• Goal of the exercise: Copy every line of the entries below, requests included, but multiply each point coordinate in the answers by 0.3 and round it to a whole number, with halves rounding up. Leave the numbers in the requests and their sample formats unchanged.

• Dataset extract:
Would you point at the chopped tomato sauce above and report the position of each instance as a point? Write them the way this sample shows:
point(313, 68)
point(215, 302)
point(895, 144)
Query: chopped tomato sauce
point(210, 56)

• Expected output:
Would you point at the chopped tomato sauce above and report the position of each instance as a point? Write them the way this sample shows:
point(313, 68)
point(215, 302)
point(895, 144)
Query: chopped tomato sauce
point(63, 17)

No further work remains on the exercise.